Rows from a dataset:
--------------------
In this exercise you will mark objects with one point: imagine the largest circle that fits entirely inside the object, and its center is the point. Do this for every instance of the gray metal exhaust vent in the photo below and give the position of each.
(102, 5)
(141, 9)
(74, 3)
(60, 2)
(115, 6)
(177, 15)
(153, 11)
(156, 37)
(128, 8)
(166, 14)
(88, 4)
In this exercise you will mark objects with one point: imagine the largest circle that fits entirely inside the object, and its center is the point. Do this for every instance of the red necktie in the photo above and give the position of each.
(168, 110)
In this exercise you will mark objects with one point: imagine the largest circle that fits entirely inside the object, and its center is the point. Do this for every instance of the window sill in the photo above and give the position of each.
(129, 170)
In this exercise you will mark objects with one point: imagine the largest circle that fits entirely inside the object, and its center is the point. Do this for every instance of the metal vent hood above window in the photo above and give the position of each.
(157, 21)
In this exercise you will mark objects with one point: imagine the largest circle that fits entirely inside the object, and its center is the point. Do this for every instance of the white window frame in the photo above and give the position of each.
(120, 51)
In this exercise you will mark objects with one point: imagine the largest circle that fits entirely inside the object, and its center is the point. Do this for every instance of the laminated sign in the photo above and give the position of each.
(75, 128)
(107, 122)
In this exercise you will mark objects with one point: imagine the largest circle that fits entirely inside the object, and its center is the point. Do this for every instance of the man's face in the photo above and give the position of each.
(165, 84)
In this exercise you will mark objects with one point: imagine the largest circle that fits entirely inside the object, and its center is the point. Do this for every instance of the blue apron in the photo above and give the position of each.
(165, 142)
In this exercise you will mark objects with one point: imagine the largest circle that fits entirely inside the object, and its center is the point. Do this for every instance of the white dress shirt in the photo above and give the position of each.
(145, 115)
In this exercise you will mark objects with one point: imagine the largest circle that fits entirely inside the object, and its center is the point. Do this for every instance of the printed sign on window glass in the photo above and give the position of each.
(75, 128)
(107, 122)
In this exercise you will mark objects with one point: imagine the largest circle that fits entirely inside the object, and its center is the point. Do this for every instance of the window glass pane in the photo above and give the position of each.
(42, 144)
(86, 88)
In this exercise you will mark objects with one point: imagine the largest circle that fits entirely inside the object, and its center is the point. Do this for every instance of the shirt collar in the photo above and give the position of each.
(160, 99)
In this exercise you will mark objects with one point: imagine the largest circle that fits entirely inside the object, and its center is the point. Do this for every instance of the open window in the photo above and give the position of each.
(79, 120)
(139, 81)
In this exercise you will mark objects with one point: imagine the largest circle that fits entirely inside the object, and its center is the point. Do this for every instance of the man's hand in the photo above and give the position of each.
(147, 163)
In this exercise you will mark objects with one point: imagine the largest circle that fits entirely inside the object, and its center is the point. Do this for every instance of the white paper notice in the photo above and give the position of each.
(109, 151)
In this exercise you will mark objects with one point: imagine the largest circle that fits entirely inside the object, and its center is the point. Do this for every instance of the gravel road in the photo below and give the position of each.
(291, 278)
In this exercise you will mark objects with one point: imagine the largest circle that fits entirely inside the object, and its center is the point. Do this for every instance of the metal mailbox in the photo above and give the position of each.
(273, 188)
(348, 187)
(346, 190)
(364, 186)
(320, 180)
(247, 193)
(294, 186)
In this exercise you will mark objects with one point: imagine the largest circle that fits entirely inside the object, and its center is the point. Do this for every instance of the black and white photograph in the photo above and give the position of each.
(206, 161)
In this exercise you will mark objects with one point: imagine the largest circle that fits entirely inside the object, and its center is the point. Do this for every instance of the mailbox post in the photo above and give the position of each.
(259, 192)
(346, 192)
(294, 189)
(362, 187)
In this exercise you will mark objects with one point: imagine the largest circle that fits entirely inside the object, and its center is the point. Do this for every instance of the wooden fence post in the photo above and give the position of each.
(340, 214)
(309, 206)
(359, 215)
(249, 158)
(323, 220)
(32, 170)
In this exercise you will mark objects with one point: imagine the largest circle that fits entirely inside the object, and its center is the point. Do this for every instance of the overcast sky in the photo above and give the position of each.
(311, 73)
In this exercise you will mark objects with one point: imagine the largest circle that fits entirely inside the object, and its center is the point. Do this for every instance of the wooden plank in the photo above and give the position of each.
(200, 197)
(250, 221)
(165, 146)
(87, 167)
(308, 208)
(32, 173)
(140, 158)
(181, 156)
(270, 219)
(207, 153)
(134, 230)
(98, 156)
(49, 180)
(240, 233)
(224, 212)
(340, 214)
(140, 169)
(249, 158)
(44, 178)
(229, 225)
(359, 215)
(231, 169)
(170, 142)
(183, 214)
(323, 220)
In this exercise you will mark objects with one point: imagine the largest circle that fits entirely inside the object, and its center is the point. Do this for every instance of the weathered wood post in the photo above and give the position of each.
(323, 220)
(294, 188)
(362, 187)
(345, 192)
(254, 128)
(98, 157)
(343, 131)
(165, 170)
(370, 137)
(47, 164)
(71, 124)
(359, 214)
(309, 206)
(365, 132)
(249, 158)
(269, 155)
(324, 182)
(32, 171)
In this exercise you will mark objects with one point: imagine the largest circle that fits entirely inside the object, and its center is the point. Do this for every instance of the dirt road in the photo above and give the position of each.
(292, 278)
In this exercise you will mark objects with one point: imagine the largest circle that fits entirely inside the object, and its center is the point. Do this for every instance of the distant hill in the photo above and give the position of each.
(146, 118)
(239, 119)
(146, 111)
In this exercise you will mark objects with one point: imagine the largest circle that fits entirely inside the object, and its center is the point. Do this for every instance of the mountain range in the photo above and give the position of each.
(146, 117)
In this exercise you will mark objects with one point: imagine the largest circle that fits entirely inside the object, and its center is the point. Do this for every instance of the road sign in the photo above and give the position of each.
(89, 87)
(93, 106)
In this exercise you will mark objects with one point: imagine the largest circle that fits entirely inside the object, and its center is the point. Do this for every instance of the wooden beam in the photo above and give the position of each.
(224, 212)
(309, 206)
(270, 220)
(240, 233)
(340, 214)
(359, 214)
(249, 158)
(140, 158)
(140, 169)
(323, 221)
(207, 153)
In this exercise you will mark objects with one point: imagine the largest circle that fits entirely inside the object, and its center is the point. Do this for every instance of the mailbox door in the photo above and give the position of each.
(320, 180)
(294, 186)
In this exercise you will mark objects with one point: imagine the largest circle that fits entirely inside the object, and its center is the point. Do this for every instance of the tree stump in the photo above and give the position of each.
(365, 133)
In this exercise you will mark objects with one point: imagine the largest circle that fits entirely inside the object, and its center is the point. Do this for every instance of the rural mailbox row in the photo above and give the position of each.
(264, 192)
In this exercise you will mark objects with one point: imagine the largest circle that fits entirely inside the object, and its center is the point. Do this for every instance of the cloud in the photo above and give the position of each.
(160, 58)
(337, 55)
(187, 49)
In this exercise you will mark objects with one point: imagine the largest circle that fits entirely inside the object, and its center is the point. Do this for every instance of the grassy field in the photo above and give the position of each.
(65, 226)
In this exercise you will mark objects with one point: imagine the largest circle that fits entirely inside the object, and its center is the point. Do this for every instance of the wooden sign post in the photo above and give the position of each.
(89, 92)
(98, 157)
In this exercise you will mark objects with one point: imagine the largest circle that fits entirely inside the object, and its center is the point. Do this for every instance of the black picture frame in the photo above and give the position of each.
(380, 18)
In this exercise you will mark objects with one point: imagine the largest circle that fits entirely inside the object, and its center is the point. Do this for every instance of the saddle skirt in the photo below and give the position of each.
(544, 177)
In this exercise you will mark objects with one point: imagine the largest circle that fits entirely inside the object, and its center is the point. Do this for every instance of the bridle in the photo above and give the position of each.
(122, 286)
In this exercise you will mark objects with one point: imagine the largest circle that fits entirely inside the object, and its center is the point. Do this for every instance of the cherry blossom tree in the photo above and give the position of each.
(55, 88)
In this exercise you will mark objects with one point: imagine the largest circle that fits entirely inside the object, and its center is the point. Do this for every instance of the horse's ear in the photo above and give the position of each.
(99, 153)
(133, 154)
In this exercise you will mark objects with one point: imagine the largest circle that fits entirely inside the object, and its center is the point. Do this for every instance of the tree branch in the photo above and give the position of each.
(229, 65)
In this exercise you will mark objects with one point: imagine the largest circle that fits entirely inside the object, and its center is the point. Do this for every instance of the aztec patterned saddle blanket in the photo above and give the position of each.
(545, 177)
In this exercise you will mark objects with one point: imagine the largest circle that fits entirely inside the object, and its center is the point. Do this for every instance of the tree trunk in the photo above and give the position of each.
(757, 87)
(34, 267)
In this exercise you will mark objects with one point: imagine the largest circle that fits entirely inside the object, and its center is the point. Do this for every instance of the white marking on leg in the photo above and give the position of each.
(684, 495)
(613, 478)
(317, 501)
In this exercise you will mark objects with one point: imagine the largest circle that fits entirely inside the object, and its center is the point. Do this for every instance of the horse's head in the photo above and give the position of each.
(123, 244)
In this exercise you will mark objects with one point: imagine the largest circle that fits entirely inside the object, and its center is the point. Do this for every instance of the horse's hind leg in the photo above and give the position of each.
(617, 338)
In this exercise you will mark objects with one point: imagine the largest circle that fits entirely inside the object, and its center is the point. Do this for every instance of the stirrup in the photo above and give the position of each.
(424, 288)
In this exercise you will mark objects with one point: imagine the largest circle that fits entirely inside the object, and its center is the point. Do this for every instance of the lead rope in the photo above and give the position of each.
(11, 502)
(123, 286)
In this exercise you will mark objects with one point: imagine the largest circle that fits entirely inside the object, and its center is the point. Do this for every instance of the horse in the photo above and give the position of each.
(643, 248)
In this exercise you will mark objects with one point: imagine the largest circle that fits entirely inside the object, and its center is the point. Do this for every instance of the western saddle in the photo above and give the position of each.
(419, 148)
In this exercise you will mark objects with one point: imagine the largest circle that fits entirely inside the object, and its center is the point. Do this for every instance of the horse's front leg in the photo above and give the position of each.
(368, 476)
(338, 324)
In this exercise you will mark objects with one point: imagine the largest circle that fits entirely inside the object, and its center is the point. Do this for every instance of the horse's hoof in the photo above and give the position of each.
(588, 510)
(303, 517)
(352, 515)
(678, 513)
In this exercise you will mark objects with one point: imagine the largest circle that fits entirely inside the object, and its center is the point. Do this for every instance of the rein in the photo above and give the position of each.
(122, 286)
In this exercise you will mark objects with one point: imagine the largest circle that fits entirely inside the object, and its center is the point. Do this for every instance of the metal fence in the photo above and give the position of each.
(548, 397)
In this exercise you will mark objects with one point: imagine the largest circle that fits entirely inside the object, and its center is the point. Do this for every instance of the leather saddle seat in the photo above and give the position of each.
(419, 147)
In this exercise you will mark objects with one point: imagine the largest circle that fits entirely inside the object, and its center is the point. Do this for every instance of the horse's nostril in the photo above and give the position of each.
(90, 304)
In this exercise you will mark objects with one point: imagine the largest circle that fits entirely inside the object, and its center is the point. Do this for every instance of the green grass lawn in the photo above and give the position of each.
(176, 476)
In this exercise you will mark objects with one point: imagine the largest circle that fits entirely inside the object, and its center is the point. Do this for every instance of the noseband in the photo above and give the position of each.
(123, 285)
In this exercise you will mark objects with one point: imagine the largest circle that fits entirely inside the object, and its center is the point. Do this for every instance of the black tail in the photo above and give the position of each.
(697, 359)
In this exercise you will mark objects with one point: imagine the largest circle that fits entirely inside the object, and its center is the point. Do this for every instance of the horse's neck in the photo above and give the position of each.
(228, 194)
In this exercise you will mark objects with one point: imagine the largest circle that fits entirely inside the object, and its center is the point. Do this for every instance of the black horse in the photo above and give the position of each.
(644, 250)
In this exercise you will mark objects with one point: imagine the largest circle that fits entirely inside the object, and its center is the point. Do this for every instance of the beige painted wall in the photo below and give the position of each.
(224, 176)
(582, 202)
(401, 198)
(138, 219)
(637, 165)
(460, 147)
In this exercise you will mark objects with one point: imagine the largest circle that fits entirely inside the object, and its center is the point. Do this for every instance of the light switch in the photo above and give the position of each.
--------------------
**Direction:** Reproduce everything from the line containing "of the noseband" down through the final line above, word for word.

**In response:**
In this exercise you will mark objects with one point: imagine the largest circle that fits entirely inside the object, and its center is the point. Do this for every instance of the noseband in the photo above and give the position of each.
(123, 285)
In this exercise you will mark objects with one point: imagine the largest circle that fits entirely inside the object, and its center is the point. Do this for every instance of the black tail in the photo above and give the position of each.
(697, 359)
In this exercise you will mark objects with one point: imagine the largest circle that fits entirely inside the object, and its center is the point. Do this for every instance of the horse's neck in the photo above and give the position of each.
(228, 194)
In this exercise you will mark objects with one point: imagine the largest circle that fits entirely inside the object, and its center is the point. Do this for every instance of the black horse in the photo above and give the position of each.
(644, 250)
In this exercise you will mark objects with one point: imagine the largest circle that fits entirely inside the object, and its center is the point. Do this for every instance of the beige painted wall in the photo below and give the position of each.
(224, 176)
(582, 202)
(401, 198)
(138, 219)
(637, 165)
(460, 147)
In this exercise you will mark objects with one point: imagine the largest circle that fits entirely inside the object, and its center is the point. Do this for every instance of the light switch in the photo above and give the position of each.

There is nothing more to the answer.